[Start of section]

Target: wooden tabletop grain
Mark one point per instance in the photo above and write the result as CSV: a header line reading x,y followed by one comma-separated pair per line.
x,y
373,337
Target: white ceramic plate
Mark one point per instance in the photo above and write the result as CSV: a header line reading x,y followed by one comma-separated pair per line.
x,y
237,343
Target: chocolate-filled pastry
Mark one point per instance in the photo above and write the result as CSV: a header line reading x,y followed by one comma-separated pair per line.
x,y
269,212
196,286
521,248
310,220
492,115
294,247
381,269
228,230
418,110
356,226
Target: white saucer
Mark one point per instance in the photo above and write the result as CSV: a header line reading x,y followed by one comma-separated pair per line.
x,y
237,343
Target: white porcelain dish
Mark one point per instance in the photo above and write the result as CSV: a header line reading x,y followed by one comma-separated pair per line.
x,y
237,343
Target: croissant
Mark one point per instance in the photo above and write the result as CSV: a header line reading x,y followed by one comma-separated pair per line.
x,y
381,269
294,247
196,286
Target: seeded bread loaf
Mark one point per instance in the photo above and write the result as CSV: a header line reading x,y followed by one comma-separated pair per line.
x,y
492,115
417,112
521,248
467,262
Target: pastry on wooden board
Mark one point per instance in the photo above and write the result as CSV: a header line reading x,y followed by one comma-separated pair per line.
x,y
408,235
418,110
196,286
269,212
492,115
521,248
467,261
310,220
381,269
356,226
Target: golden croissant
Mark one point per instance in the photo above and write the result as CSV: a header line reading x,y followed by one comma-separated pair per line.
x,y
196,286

[End of section]
[Start of section]

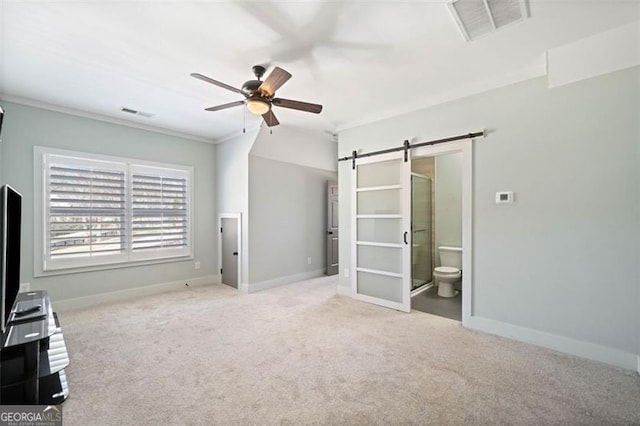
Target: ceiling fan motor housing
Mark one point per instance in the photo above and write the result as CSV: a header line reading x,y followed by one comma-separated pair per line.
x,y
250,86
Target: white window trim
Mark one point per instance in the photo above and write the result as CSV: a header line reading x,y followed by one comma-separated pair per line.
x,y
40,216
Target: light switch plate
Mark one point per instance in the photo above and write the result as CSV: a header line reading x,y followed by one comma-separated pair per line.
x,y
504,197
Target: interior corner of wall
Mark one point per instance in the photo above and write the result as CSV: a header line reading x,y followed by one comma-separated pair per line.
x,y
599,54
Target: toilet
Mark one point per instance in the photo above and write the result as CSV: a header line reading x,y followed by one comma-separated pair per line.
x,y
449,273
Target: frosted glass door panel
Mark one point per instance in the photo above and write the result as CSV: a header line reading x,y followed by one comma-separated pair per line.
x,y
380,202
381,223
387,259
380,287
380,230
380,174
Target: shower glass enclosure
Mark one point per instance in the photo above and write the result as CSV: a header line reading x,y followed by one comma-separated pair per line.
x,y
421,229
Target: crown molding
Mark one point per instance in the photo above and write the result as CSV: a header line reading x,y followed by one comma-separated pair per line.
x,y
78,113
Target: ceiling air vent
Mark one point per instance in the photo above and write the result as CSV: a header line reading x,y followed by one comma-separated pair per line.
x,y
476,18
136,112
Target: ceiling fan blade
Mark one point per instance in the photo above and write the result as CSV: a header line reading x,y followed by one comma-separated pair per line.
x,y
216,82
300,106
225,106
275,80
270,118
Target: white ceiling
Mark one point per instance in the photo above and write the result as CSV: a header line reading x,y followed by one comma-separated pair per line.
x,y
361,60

[End of section]

Some lines of the data may hold the word "plate". Say how many do, with nothing else.

2